RECORDS PROVIDED Block Start

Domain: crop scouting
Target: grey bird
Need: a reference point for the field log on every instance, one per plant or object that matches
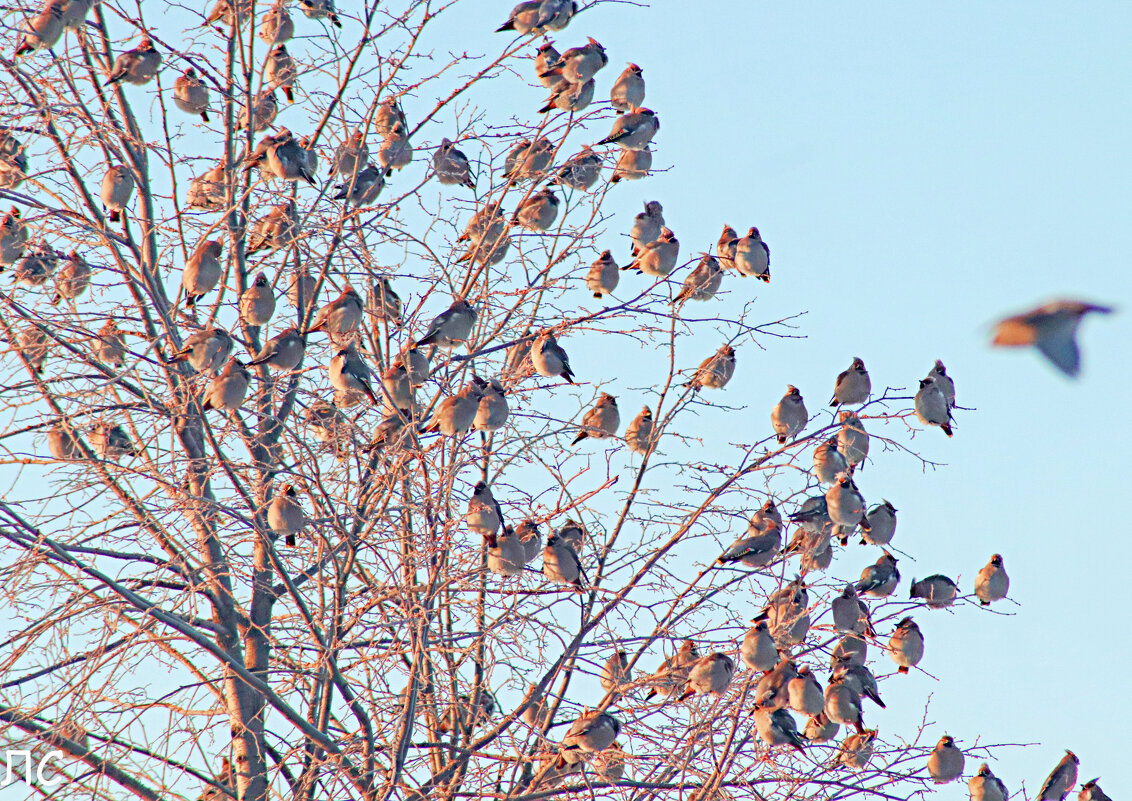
(992, 583)
(880, 579)
(549, 359)
(710, 675)
(341, 316)
(257, 303)
(852, 386)
(285, 515)
(906, 646)
(601, 421)
(603, 275)
(350, 375)
(882, 524)
(282, 352)
(633, 165)
(73, 280)
(1051, 328)
(757, 648)
(560, 563)
(633, 131)
(789, 416)
(452, 166)
(945, 763)
(483, 515)
(117, 189)
(203, 270)
(852, 439)
(1061, 781)
(228, 390)
(451, 327)
(703, 282)
(204, 351)
(778, 728)
(627, 93)
(937, 591)
(362, 189)
(581, 171)
(190, 94)
(538, 212)
(492, 411)
(138, 66)
(850, 613)
(639, 433)
(752, 256)
(829, 463)
(986, 786)
(351, 156)
(931, 405)
(111, 441)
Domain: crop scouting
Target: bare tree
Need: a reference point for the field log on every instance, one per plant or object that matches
(277, 537)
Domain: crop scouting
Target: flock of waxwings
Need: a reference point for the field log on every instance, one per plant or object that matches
(482, 404)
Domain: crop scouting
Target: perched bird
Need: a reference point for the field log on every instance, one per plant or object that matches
(451, 327)
(362, 189)
(228, 390)
(992, 584)
(639, 433)
(703, 282)
(906, 646)
(646, 225)
(601, 421)
(778, 728)
(936, 591)
(852, 439)
(203, 270)
(452, 165)
(349, 373)
(1051, 328)
(283, 352)
(715, 370)
(117, 189)
(320, 9)
(483, 515)
(190, 94)
(633, 131)
(549, 359)
(931, 405)
(341, 316)
(627, 92)
(857, 749)
(74, 277)
(880, 579)
(603, 275)
(257, 303)
(538, 212)
(945, 763)
(207, 350)
(285, 516)
(752, 257)
(829, 463)
(138, 66)
(42, 31)
(757, 649)
(581, 171)
(560, 563)
(1061, 781)
(986, 786)
(633, 165)
(852, 386)
(710, 675)
(882, 524)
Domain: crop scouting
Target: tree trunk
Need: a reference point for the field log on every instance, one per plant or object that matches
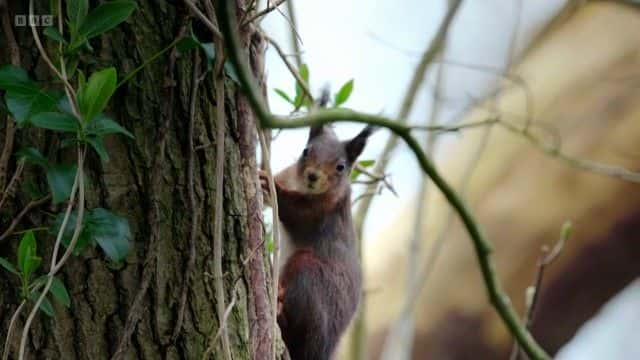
(148, 181)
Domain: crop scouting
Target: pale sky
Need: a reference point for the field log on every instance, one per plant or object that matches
(378, 43)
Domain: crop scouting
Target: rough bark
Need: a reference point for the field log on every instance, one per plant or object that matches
(146, 181)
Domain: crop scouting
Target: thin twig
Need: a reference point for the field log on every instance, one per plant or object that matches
(78, 186)
(533, 292)
(16, 175)
(266, 162)
(10, 127)
(195, 212)
(614, 171)
(32, 204)
(375, 178)
(433, 49)
(496, 295)
(212, 27)
(264, 12)
(294, 37)
(14, 317)
(456, 128)
(218, 79)
(223, 325)
(69, 90)
(296, 74)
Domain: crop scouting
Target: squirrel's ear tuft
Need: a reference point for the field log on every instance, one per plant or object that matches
(315, 131)
(355, 146)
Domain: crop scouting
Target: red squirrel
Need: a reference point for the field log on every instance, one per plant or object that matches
(320, 280)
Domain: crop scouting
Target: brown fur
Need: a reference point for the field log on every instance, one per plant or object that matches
(320, 283)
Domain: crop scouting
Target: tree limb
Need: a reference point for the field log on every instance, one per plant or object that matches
(482, 248)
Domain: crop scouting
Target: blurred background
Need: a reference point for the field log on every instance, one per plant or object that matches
(562, 79)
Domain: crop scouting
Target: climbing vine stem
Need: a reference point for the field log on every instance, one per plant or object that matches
(497, 297)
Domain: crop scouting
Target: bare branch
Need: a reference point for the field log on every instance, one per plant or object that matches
(266, 161)
(482, 248)
(264, 12)
(195, 211)
(292, 70)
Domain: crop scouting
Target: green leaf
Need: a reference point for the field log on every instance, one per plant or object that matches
(76, 12)
(32, 264)
(284, 96)
(60, 179)
(84, 239)
(93, 97)
(28, 101)
(82, 81)
(55, 121)
(32, 155)
(105, 17)
(300, 95)
(45, 306)
(26, 249)
(28, 262)
(59, 292)
(111, 232)
(12, 77)
(103, 125)
(231, 72)
(98, 145)
(54, 34)
(8, 266)
(343, 95)
(304, 72)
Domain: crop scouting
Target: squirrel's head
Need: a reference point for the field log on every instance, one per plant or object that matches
(326, 162)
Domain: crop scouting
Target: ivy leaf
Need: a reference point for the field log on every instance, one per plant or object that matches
(284, 95)
(103, 125)
(60, 179)
(84, 239)
(98, 145)
(54, 34)
(55, 121)
(59, 292)
(343, 94)
(94, 96)
(76, 12)
(28, 261)
(28, 101)
(8, 266)
(45, 306)
(32, 155)
(111, 232)
(13, 77)
(105, 17)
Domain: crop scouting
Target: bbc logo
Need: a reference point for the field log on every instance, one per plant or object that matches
(34, 20)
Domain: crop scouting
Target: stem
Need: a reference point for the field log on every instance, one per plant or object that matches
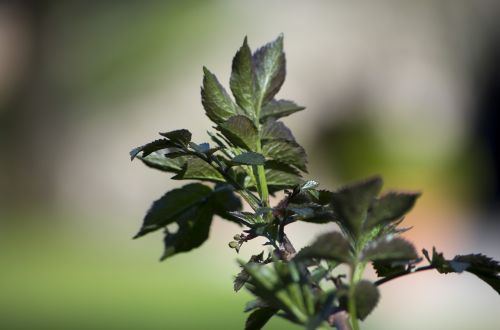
(407, 272)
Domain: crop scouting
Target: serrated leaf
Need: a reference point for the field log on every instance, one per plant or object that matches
(163, 163)
(389, 248)
(197, 169)
(249, 158)
(276, 130)
(279, 108)
(287, 152)
(390, 207)
(351, 203)
(366, 296)
(330, 246)
(259, 318)
(217, 103)
(270, 69)
(242, 81)
(181, 136)
(151, 147)
(172, 205)
(241, 131)
(194, 227)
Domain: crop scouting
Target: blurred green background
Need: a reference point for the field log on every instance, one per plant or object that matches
(408, 90)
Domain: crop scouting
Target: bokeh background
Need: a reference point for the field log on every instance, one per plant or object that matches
(408, 90)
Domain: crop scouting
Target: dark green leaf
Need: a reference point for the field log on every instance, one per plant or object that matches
(351, 204)
(181, 136)
(151, 147)
(241, 131)
(242, 80)
(197, 169)
(163, 163)
(249, 158)
(259, 318)
(387, 268)
(390, 207)
(225, 201)
(389, 248)
(276, 130)
(243, 276)
(330, 246)
(480, 265)
(270, 69)
(172, 205)
(278, 108)
(287, 152)
(366, 296)
(216, 101)
(194, 227)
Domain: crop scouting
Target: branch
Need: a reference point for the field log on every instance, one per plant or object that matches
(407, 272)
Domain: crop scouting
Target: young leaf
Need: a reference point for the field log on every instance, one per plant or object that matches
(172, 205)
(249, 158)
(390, 207)
(217, 103)
(273, 130)
(242, 80)
(278, 108)
(351, 203)
(288, 152)
(197, 169)
(366, 296)
(241, 131)
(181, 136)
(330, 246)
(151, 147)
(389, 248)
(270, 69)
(194, 227)
(259, 318)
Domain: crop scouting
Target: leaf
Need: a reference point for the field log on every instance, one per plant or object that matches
(389, 248)
(270, 69)
(480, 265)
(173, 205)
(287, 152)
(151, 147)
(279, 108)
(225, 201)
(390, 207)
(259, 318)
(330, 246)
(249, 158)
(366, 296)
(217, 103)
(387, 268)
(181, 136)
(241, 131)
(276, 130)
(351, 203)
(163, 163)
(243, 276)
(197, 169)
(242, 81)
(194, 227)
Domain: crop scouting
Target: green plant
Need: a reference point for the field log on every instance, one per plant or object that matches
(255, 155)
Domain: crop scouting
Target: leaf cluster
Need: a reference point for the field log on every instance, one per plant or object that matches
(251, 155)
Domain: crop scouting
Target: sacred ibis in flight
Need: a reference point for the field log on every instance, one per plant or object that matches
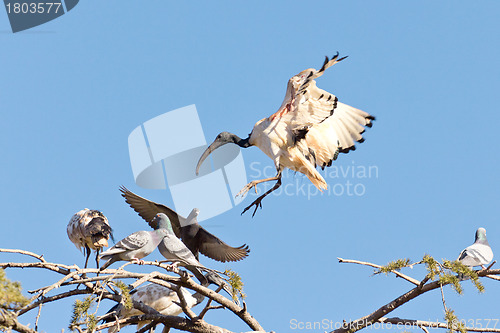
(310, 129)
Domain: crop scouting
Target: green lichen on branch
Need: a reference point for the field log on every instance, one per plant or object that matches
(393, 266)
(432, 266)
(125, 293)
(236, 284)
(462, 271)
(81, 314)
(454, 325)
(452, 280)
(11, 297)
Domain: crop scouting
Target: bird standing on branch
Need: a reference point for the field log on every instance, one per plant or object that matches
(90, 230)
(162, 299)
(172, 248)
(310, 129)
(136, 246)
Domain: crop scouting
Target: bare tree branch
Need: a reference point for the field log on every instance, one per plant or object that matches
(422, 324)
(399, 274)
(96, 285)
(34, 255)
(9, 320)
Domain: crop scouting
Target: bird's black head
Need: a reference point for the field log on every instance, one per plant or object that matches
(220, 140)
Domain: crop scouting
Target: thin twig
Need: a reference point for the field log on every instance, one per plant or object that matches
(208, 306)
(27, 253)
(401, 275)
(422, 324)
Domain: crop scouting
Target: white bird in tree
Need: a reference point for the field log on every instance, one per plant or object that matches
(310, 129)
(162, 299)
(479, 253)
(90, 230)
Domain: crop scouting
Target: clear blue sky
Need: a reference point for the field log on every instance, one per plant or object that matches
(72, 90)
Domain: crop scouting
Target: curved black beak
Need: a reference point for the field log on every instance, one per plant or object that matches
(218, 142)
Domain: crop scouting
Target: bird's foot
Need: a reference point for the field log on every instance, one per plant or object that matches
(138, 261)
(257, 203)
(247, 188)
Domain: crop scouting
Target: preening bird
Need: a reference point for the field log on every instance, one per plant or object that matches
(90, 230)
(479, 253)
(135, 246)
(162, 299)
(194, 236)
(310, 129)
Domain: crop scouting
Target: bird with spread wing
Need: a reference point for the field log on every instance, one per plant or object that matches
(310, 129)
(193, 235)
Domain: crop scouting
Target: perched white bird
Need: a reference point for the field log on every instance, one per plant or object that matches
(90, 230)
(310, 129)
(479, 253)
(138, 245)
(160, 298)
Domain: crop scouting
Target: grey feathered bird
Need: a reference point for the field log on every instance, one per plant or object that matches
(479, 253)
(162, 299)
(90, 230)
(194, 236)
(172, 248)
(135, 246)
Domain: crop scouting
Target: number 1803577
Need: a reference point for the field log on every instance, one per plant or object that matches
(33, 8)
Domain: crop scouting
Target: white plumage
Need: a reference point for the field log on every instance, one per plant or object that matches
(160, 298)
(479, 253)
(89, 230)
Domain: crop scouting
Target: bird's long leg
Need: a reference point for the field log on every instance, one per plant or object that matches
(258, 201)
(253, 183)
(97, 257)
(87, 253)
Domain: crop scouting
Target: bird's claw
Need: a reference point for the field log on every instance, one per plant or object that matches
(247, 188)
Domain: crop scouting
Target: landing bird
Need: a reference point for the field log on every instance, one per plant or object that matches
(90, 230)
(194, 236)
(135, 246)
(479, 253)
(172, 248)
(310, 129)
(162, 299)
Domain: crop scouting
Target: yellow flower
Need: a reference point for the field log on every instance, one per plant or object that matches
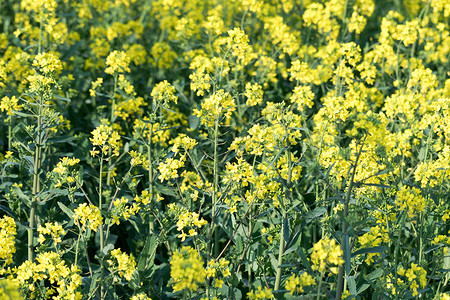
(55, 230)
(260, 293)
(9, 105)
(123, 263)
(117, 62)
(295, 284)
(326, 253)
(88, 215)
(164, 93)
(105, 138)
(47, 63)
(7, 234)
(187, 269)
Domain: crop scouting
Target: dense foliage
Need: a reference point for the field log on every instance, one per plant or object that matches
(194, 149)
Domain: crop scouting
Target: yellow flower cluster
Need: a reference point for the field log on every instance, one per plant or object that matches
(105, 138)
(410, 199)
(117, 62)
(49, 266)
(183, 141)
(54, 230)
(9, 105)
(88, 215)
(218, 270)
(120, 209)
(7, 244)
(190, 220)
(295, 284)
(214, 106)
(377, 235)
(254, 94)
(47, 63)
(326, 253)
(164, 93)
(9, 289)
(260, 294)
(169, 168)
(417, 277)
(62, 172)
(237, 43)
(140, 296)
(186, 269)
(122, 263)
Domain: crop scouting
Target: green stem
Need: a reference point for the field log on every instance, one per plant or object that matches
(111, 120)
(150, 172)
(10, 133)
(100, 204)
(345, 242)
(36, 182)
(320, 286)
(288, 194)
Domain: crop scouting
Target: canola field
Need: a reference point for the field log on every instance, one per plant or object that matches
(238, 149)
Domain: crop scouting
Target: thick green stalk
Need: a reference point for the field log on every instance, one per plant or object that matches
(36, 182)
(100, 204)
(150, 169)
(344, 244)
(215, 189)
(9, 133)
(111, 120)
(280, 254)
(288, 194)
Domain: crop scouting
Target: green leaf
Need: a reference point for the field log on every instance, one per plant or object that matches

RECORDS PROVIDED Block End

§ ABOUT THIS EXERCISE: Find the lines above that hold "black", then copy each of them.

§ OUTPUT BELOW:
Target: bird's black head
Target: curved black beak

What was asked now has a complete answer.